Items from a data source:
-- begin --
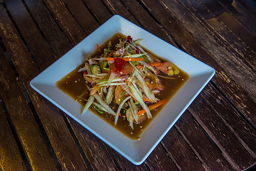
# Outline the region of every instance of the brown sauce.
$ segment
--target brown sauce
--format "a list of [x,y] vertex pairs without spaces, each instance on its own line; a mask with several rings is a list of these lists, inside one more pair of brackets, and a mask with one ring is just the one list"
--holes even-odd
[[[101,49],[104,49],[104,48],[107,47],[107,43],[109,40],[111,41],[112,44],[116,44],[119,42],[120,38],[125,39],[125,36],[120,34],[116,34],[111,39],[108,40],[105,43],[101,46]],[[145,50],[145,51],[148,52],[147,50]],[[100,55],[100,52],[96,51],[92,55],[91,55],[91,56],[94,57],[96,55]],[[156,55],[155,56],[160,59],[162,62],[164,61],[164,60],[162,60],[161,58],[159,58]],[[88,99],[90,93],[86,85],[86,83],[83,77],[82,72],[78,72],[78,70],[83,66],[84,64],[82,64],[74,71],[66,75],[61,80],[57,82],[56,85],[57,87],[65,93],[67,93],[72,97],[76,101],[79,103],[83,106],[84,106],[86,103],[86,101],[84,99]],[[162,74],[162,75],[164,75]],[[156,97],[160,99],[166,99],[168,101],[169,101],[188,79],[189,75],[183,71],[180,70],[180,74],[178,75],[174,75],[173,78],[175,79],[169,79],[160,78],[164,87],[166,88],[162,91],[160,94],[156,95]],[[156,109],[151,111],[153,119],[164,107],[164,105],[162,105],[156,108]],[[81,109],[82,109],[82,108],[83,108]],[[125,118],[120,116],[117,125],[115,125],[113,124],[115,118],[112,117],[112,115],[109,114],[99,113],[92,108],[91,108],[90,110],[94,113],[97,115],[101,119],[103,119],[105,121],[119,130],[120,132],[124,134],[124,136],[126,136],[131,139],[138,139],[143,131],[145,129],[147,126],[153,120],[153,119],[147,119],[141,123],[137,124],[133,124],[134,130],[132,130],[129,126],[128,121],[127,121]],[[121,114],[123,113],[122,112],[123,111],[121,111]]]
-- end --
-- begin --
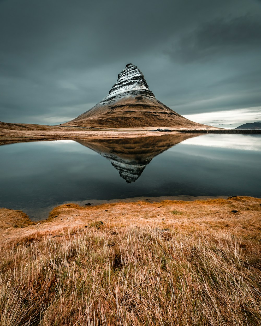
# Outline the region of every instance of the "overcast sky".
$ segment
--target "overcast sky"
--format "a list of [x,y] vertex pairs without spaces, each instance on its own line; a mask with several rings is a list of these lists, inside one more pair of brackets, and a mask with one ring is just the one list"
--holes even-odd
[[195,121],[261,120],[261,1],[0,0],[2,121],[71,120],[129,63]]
-- end --
Print every line of the rows above from the one containing "# Outline the region of every instance of the brown" down to the one containing "--target brown sauce", keeping both of those lines and reproducing each exactly.

* Answer for this exercise
# Outline the region of every instance of the brown sauce.
$ segment
--target brown sauce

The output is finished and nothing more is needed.